The records below must be output exactly, with no images carried over.

[Image-grounded pointing data]
= = = = =

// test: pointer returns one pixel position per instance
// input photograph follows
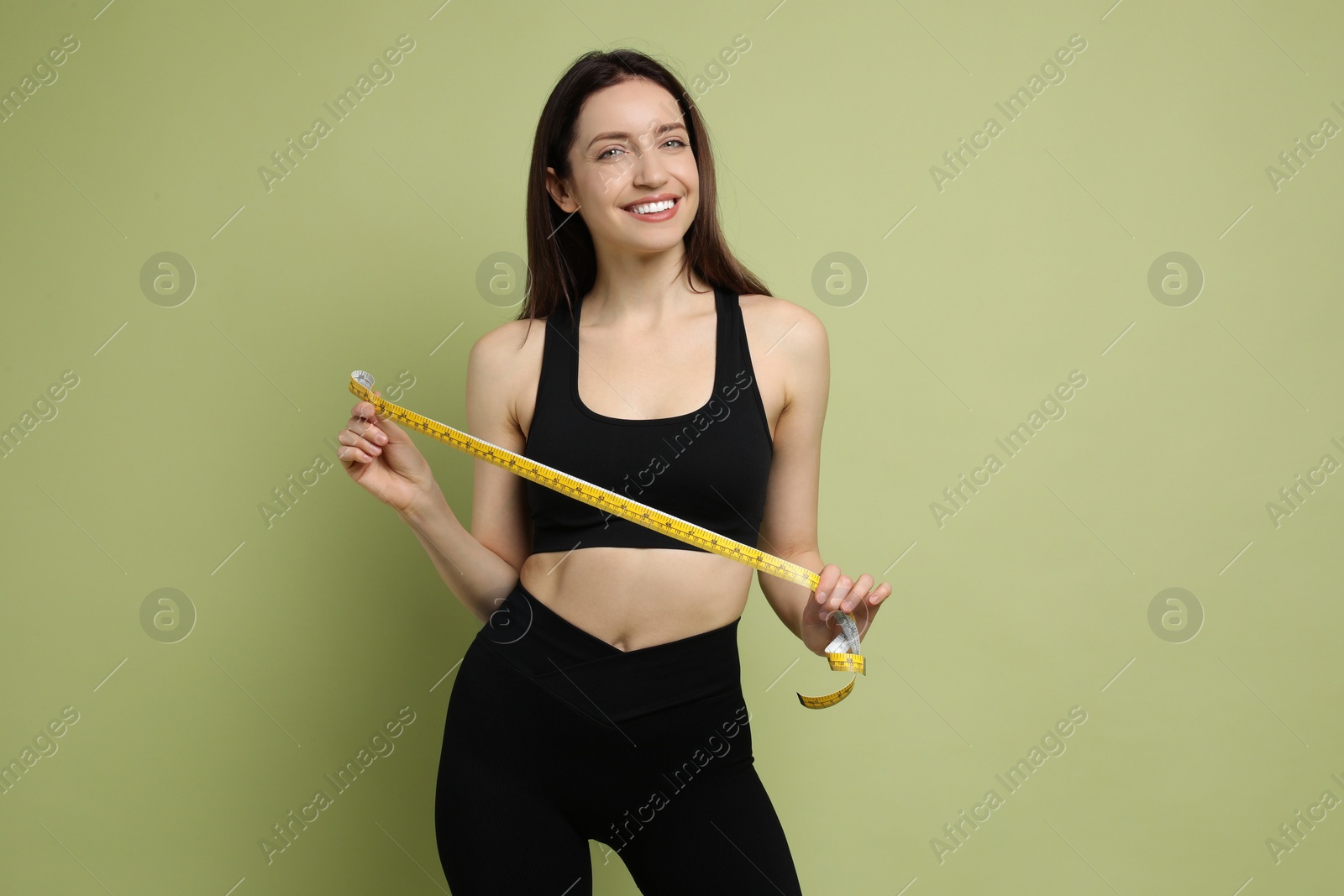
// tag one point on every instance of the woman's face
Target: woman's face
(631, 143)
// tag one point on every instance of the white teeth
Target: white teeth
(654, 207)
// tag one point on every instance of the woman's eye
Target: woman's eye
(669, 140)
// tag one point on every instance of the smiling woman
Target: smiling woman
(609, 652)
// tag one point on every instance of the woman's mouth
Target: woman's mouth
(655, 211)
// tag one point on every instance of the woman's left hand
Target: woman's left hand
(837, 591)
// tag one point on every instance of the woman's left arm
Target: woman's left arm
(790, 526)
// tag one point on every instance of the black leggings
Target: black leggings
(555, 738)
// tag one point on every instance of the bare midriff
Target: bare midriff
(636, 598)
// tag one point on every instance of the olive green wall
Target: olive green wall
(1116, 268)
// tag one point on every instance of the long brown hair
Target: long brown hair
(561, 259)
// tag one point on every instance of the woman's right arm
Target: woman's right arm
(480, 567)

= = = = =

§ Task output
// test: pointer returns one pixel position per instance
// input photograph follows
// tag one point on every instance of the woman's face
Target: woman's face
(631, 143)
// tag one point on every instance of the white teeth
Target: white teeth
(654, 207)
// tag one point on every instance of the woman's eye
Target: woman's eye
(669, 140)
// tag one point on every instance of the smiling woman
Target: smiling woman
(609, 652)
// tag one point on every instance of the woman's mouth
Target: woman's mouth
(655, 211)
// tag one point on every instance of the woman's left hand
Target: woman's left hand
(837, 591)
// tag one point on every instance of the woman's left arm
Target: woman's left arm
(790, 526)
// tag one point on every instance of the black leggings
Target: black leggings
(555, 738)
// tag one point on every instance of the bare midriff
Target: bare midriff
(636, 598)
// tag one point on every instance of the olive green wall
Target: olive green wall
(1116, 268)
// tag one point on every instance of the long brown hair
Target: long brown hair
(561, 259)
// tag one point on every instance of the woman's right arm
Target: woman's right arm
(480, 567)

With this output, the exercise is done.